Task objective | Arrange the material below as a numbered list, one line per item, leaving out blank lines and the pictures.

Exercise inputs |
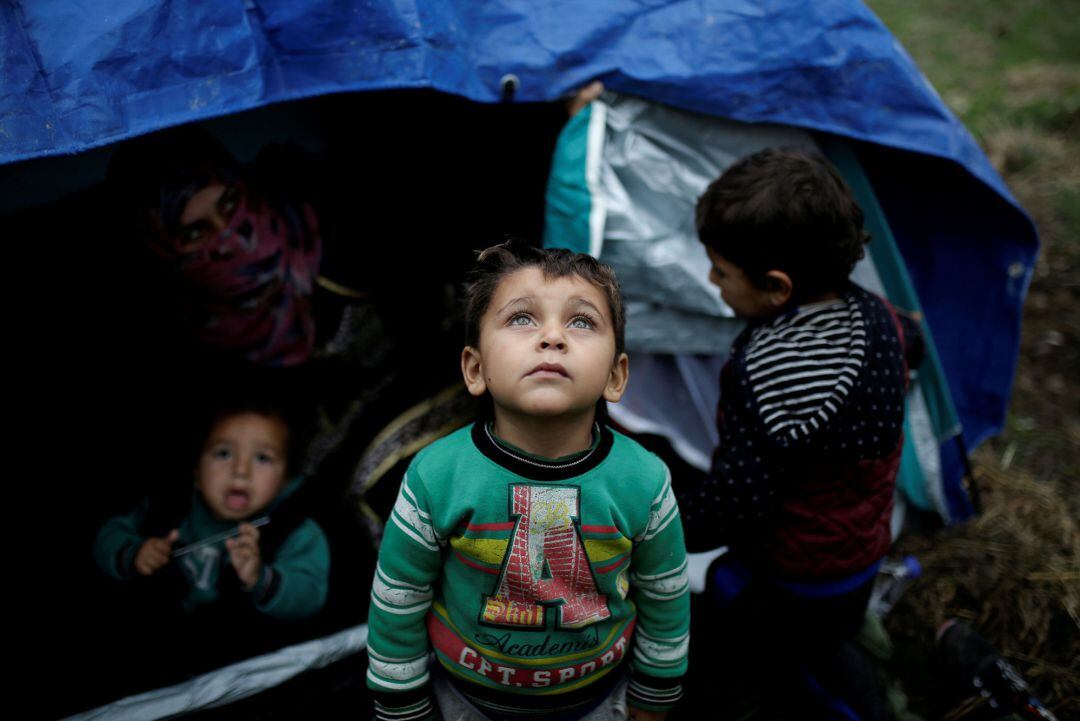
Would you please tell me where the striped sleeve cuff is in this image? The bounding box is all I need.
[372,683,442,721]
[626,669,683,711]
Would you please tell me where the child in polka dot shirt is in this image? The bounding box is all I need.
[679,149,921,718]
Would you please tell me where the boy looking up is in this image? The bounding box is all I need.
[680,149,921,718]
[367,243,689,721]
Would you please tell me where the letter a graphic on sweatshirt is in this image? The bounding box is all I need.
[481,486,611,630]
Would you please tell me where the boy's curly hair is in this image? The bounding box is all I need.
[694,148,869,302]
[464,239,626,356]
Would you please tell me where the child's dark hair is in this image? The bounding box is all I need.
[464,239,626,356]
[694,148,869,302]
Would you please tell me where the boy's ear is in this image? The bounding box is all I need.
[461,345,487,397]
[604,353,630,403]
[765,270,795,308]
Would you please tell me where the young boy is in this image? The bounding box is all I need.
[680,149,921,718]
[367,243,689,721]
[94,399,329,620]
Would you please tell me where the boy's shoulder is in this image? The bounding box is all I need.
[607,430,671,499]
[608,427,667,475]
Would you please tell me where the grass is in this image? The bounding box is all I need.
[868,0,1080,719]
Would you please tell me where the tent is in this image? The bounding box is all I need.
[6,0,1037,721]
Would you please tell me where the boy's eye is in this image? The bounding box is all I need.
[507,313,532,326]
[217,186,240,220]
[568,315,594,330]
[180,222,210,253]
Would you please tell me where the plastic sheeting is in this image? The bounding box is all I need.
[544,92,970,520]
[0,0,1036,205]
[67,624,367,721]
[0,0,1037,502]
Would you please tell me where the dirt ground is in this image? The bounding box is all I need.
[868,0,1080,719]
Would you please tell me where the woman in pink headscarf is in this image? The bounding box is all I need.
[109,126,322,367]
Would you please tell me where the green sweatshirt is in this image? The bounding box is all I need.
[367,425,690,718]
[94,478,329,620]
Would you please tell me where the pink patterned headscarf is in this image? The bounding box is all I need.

Response below |
1. Would you please tell me where the striped sleeve cuff is in this image? The bounding box is all I need.
2. [372,683,442,721]
3. [626,669,683,711]
4. Would you please tell me where the child in polka dot shirt is in this image? The bounding box is all I need.
5. [679,149,921,718]
6. Would you please tell me where the boy looking up is in this image? The bounding box is all I need.
7. [680,149,921,718]
8. [367,243,689,721]
9. Would you please tell me where the letter a graphic on sweatshirt is in this image? The bounding box is all I need.
10. [481,486,611,630]
11. Would you please tell me where the boy's curly hair is in this image? The bounding box is all I need.
12. [694,148,869,302]
13. [464,239,626,356]
14. Would you please tell me where the child's dark hair is in this image? The bounding box is all I need.
15. [464,239,626,356]
16. [694,148,869,302]
17. Would you please tell me where the boy's ear is in this image? The bounding box is all I need.
18. [461,345,487,397]
19. [604,353,630,403]
20. [765,270,795,308]
21. Would you please tell me where the young boy is in this image? The bounding box is all I need.
22. [680,149,921,718]
23. [367,243,689,721]
24. [94,399,329,620]
25. Would you please tell me where the boy's shoulder is in this image? The bounding box is all I need.
26. [607,430,671,499]
27. [608,427,667,475]
28. Would you please tell me where the grass is in this image? The bounding box is all I need.
29. [868,0,1080,719]
30. Would you please tell me where the tent is in this image? The bounding box is all I need.
31. [6,0,1037,721]
32. Would you please tell me where the boy's eye is in this image? The bounding box is all I need.
33. [507,313,532,326]
34. [217,186,240,220]
35. [568,315,594,330]
36. [180,222,210,253]
37. Would you please tell me where the plastic sheeting is in this image? The bounding box is all I need.
38. [544,92,970,520]
39. [0,0,1036,205]
40. [67,624,367,721]
41. [0,0,1037,502]
42. Would you please tell me where the dirt ground is in this image? The bounding box is all I need.
43. [868,0,1080,719]
44. Would you please tell me where the woman in pink headscarf is in this image? The bounding box is all I need.
45. [109,126,322,367]
46. Would you please tell me where the green sweatshirt is in this image? The bounding box is all I need.
47. [367,425,690,718]
48. [94,478,329,620]
49. Would you please tell me where the pink patterned headscarf is in this image? The bounding box is all I need.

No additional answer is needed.